#### RECORDS SHOWN:
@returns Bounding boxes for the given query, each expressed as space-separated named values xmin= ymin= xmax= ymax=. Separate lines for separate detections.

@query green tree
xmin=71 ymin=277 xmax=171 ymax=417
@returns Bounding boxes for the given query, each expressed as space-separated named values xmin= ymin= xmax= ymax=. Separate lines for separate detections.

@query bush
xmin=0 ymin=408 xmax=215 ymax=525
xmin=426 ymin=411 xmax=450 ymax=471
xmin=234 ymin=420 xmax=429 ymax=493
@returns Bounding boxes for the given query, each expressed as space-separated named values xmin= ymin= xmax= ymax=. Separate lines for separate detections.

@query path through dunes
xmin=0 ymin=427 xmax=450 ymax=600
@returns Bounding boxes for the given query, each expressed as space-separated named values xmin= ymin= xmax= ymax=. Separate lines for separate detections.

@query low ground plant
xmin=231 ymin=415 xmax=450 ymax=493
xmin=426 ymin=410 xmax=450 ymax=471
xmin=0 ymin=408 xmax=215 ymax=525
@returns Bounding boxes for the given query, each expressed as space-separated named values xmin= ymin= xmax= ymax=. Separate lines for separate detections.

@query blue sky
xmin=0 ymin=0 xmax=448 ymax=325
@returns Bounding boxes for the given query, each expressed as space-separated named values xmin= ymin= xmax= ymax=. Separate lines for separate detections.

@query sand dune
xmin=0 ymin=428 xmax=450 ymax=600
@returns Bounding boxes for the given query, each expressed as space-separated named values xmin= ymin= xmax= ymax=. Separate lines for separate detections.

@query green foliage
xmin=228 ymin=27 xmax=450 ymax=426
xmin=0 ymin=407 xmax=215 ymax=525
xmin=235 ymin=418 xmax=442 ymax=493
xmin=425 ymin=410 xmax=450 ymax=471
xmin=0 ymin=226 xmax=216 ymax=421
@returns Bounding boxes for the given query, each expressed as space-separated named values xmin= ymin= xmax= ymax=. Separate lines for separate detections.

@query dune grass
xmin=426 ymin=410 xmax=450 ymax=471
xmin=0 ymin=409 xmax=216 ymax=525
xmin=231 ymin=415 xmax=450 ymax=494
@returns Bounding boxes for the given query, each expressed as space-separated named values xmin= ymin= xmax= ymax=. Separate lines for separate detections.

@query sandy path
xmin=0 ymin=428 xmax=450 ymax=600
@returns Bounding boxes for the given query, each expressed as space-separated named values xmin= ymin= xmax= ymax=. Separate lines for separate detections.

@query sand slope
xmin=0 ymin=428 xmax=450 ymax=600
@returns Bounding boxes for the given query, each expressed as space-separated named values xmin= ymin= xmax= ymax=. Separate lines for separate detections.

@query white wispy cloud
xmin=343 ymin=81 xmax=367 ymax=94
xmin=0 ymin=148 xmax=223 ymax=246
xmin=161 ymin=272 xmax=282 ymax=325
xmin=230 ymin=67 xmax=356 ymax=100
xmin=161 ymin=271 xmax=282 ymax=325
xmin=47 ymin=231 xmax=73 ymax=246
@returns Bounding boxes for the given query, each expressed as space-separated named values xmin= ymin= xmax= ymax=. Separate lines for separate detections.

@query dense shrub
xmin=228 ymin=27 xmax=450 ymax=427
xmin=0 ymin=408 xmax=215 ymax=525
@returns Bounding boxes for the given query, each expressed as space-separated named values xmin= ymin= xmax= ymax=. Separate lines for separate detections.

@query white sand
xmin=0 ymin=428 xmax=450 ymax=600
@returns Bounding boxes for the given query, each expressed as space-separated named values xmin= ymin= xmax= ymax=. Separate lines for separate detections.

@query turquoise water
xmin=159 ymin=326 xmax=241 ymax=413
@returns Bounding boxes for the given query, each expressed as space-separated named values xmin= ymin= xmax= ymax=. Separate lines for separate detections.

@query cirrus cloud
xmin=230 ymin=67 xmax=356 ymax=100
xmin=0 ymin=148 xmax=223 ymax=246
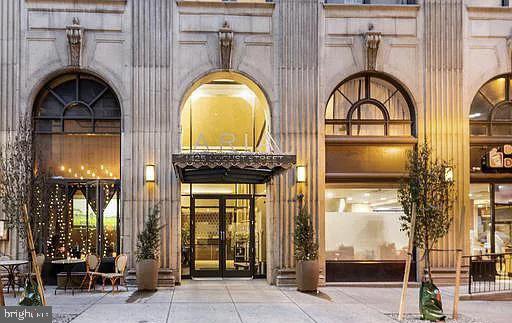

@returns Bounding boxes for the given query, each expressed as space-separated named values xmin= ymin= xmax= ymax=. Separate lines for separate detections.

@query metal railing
xmin=464 ymin=252 xmax=512 ymax=294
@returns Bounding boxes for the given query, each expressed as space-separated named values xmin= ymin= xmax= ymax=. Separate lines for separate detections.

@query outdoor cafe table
xmin=0 ymin=260 xmax=28 ymax=297
xmin=52 ymin=259 xmax=85 ymax=295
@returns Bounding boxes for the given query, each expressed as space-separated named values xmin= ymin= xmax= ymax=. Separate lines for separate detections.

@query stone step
xmin=276 ymin=268 xmax=297 ymax=287
xmin=126 ymin=268 xmax=176 ymax=287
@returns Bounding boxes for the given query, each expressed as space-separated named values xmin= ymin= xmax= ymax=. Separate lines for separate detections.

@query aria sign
xmin=482 ymin=145 xmax=512 ymax=172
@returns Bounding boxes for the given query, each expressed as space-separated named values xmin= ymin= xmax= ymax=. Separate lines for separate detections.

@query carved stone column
xmin=219 ymin=21 xmax=234 ymax=70
xmin=66 ymin=18 xmax=84 ymax=66
xmin=364 ymin=31 xmax=382 ymax=71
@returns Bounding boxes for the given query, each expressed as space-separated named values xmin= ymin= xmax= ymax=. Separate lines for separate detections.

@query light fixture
xmin=144 ymin=164 xmax=156 ymax=182
xmin=338 ymin=199 xmax=347 ymax=213
xmin=444 ymin=167 xmax=453 ymax=182
xmin=296 ymin=166 xmax=306 ymax=183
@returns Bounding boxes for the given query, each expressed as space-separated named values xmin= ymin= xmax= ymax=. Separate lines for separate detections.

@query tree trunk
xmin=23 ymin=204 xmax=46 ymax=306
xmin=425 ymin=230 xmax=432 ymax=282
xmin=0 ymin=279 xmax=5 ymax=306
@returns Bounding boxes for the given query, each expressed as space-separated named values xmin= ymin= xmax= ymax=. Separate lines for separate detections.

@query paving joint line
xmin=336 ymin=289 xmax=402 ymax=319
xmin=279 ymin=288 xmax=318 ymax=323
xmin=165 ymin=286 xmax=176 ymax=322
xmin=69 ymin=292 xmax=109 ymax=322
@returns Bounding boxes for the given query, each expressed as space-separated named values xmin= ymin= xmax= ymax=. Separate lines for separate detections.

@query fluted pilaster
xmin=272 ymin=0 xmax=323 ymax=280
xmin=126 ymin=0 xmax=179 ymax=268
xmin=420 ymin=0 xmax=470 ymax=268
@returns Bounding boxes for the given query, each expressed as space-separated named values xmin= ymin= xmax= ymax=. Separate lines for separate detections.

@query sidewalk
xmin=2 ymin=280 xmax=512 ymax=323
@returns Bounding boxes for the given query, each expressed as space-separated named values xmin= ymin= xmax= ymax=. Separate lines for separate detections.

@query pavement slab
xmin=6 ymin=280 xmax=512 ymax=323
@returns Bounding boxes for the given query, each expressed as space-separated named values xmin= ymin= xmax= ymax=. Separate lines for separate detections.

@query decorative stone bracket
xmin=364 ymin=31 xmax=382 ymax=71
xmin=507 ymin=35 xmax=512 ymax=73
xmin=219 ymin=21 xmax=234 ymax=70
xmin=66 ymin=17 xmax=84 ymax=66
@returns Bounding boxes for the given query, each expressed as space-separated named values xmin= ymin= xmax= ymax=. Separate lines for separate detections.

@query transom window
xmin=325 ymin=0 xmax=416 ymax=4
xmin=469 ymin=74 xmax=512 ymax=136
xmin=34 ymin=73 xmax=121 ymax=133
xmin=325 ymin=72 xmax=415 ymax=136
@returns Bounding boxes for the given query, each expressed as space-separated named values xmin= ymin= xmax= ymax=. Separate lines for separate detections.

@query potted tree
xmin=0 ymin=114 xmax=46 ymax=306
xmin=294 ymin=195 xmax=319 ymax=292
xmin=137 ymin=205 xmax=160 ymax=290
xmin=398 ymin=145 xmax=455 ymax=321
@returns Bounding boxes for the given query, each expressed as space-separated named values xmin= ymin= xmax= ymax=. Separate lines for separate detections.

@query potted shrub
xmin=137 ymin=206 xmax=160 ymax=290
xmin=294 ymin=195 xmax=319 ymax=292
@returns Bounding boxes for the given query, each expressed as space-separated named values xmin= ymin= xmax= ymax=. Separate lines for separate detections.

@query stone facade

#### DESCRIPTION OF THE TASK:
Pull out every line of the records above that contains the word "path", treating case as significant.

#### CORRECT RESULT:
@query path through dunes
@query sandy path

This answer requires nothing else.